AIM
Count how many lines in the data below contain the string "wheel". Case counts. Reply with the number alone.

-- start --

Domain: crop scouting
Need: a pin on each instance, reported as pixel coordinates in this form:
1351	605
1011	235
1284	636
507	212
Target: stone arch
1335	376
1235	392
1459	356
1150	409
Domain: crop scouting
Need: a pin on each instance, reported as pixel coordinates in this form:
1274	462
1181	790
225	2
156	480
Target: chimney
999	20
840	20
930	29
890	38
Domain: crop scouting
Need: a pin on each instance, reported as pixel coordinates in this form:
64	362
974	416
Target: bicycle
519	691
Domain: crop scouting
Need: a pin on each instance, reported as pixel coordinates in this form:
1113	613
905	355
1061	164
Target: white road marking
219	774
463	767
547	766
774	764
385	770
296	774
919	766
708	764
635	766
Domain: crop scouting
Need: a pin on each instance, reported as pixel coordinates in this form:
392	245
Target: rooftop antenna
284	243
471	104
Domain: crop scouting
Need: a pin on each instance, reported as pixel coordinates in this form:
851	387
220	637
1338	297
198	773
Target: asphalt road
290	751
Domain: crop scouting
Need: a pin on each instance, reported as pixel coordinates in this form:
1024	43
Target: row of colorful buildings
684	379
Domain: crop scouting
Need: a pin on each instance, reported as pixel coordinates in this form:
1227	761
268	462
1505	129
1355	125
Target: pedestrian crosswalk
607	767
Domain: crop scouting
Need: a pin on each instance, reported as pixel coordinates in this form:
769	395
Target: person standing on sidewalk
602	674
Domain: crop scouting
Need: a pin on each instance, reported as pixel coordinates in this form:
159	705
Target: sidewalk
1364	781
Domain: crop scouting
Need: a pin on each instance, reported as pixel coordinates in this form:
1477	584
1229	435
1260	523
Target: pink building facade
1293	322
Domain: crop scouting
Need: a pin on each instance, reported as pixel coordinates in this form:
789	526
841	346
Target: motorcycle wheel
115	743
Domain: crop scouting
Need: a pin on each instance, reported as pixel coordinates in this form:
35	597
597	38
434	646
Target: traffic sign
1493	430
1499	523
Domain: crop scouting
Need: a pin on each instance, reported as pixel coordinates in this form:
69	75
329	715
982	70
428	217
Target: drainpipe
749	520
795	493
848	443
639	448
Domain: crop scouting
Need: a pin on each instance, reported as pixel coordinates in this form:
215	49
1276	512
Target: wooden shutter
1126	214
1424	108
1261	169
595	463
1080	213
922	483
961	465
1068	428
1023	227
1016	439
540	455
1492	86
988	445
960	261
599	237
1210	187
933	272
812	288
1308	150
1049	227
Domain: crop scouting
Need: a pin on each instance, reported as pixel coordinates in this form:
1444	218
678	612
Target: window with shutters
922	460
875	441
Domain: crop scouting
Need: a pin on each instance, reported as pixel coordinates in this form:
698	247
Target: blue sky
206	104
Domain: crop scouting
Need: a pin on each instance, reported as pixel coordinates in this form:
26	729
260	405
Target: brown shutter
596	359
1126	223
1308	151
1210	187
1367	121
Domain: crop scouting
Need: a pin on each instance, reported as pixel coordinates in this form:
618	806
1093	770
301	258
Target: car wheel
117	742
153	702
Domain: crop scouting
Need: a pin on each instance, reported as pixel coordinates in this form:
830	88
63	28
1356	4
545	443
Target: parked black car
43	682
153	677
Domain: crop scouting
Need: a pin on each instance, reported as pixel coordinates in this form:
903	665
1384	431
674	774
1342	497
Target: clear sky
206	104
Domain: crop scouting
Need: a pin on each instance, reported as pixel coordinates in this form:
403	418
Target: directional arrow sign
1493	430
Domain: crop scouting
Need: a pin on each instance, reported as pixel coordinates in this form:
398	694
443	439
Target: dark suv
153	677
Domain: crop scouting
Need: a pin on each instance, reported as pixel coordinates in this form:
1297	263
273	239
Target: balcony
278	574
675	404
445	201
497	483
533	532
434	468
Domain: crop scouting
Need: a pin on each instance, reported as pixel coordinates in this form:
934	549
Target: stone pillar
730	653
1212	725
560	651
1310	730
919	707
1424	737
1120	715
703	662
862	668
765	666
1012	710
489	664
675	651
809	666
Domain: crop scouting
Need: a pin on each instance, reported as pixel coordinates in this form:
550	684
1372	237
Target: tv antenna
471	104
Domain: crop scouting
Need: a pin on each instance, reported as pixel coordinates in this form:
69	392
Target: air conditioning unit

-- end --

REPLY TO THE TASK
2